PROBLEM STATEMENT >> Find the number of lines below in which the word "above" appears, and write that number only.

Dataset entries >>
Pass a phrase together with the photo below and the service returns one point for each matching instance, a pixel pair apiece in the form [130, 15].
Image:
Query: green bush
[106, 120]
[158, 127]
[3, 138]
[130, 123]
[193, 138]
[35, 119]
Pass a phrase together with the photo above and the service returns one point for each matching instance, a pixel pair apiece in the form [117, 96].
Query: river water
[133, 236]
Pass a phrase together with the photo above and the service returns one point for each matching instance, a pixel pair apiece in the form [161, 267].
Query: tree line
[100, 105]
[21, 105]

WORKED SOLUTION >> 2